* _Task objective_: Turn the items below, from their first line up to and including the line with "466, 352, 522, 362", into a JSON list of strings with one string per line. Leave out blank lines.

* _Excerpts from a detection dataset_:
#####

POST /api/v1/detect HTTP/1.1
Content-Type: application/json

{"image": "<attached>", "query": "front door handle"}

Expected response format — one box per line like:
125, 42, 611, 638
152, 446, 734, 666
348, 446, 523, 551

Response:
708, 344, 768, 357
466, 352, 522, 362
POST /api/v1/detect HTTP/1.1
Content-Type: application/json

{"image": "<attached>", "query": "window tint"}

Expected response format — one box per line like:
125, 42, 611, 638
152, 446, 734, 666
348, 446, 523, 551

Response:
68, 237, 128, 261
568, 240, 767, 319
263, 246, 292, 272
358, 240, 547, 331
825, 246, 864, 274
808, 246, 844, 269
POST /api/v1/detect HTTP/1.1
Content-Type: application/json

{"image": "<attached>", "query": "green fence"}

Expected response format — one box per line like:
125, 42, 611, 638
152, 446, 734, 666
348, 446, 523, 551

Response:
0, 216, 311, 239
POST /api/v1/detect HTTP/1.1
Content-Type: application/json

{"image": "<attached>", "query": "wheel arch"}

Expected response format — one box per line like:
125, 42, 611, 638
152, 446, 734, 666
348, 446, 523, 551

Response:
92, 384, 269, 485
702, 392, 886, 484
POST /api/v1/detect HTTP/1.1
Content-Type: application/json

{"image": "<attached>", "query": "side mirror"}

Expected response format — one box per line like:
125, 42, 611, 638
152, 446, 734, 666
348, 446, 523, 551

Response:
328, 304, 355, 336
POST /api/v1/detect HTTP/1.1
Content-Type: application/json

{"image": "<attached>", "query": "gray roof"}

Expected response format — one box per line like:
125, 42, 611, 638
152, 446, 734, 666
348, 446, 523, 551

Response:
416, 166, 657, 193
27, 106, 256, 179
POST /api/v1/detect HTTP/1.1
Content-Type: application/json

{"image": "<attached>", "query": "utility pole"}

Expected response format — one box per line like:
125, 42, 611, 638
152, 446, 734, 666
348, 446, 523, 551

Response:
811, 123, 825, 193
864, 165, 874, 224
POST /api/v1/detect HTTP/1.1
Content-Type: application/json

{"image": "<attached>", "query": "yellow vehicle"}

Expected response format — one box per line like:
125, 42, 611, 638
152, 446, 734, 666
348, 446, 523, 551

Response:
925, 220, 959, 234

#####

* _Solution to the exercise_:
[
  "POST /api/v1/detect HTTP/1.1",
  "Content-Type: application/json",
  "{\"image\": \"<attached>\", \"query\": \"front door handle\"}",
  "Expected response format — one box per line like:",
  "125, 42, 611, 638",
  "152, 446, 734, 666",
  "348, 446, 523, 551",
  "Response:",
  "708, 344, 768, 357",
  "466, 352, 522, 362"
]